* begin Source excerpt *
In conclusion, Blyth is playing a very particular type of teenaged girl, a very serious, intelligent girl who thinks she's sophisticated and adult, who's just as ditzy as any bobbysoxer in her own way. We don't see it that often. 

Saturday, October 5, 2024

Bone Voyage

For the first horror movie of spook season, we picked The Last Voyage of the Demeter (2023). It's based on the voyage that Dracula took to England. SPOILER - Everyone on the ship dies. 

It starts with a set of coffins boxes being loaded on the Demeter in some Eastern port. The quartermaster Wojcek (Daniel Dastmalchian) hires a band of laborers for the voyage. An educated black man, Corey Hawkins, tries to get a place, but they pick a stronger looking man. However, when he sees the dragon labels on the boxes, he bails, and Hawkins gets to go onboard.

One of the boxes broke open in moving, and after they are underweigh, Hawkins goes to investigate. He finds a comatose girl, Aisling Franciosi, in a pile of dirt. He starts giving her transfusions to see if he can save her. Most of the crew is against the idea of a woman on board, but the captain won't put her off, if Hawkins takes repsonsibility.

He soon has her awake, and she tells them that there is a horrible monster aboard, and they all need to get out!

Soon, all hell breaks loose. The animals are all killed, then the ship's dog, then the captain's cute little son. Good riddance. Through all of this, Hawkins tries to find a scientific explanation. And if you think Franciosi can give them some advice in killing the monster, she says if they knew how to kill the monster, they would have killed it centuries ago. 

This is the part people call "Alien on a boat". We know there were no survivors - no live survivors, ecept the rats. So we watch people getting picked off one by one. Sadly, this is hard to watch, because they all die so dumb. For instance, they figure out that he needs to be in his coffin by day. Then they ignore that, even after seeing several of the bitten go up in flames in the sun.
* end Source excerpt *
* begin Listed entries *
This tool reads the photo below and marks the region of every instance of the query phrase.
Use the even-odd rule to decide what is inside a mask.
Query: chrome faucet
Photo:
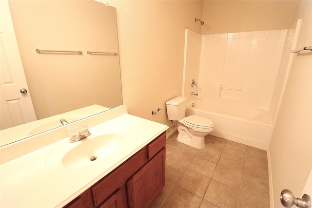
[[[67,121],[65,120],[64,118],[61,118],[60,119],[59,119],[59,122],[61,124],[62,124],[62,125],[67,124],[68,123]]]
[[[81,132],[77,132],[73,131],[69,132],[68,134],[69,138],[70,138],[69,142],[78,142],[85,138],[87,138],[90,135],[91,135],[91,133],[90,132],[90,128],[88,126],[84,125],[82,127],[82,131]]]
* end Listed entries *
**Goal of the exercise**
Repeat word for word the part of the movie review that starts at "One of the boxes" and ends after "Hawkins takes repsonsibility.".

**Reply**
One of the boxes broke open in moving, and after they are underweigh, Hawkins goes to investigate. He finds a comatose girl, Aisling Franciosi, in a pile of dirt. He starts giving her transfusions to see if he can save her. Most of the crew is against the idea of a woman on board, but the captain won't put her off, if Hawkins takes repsonsibility.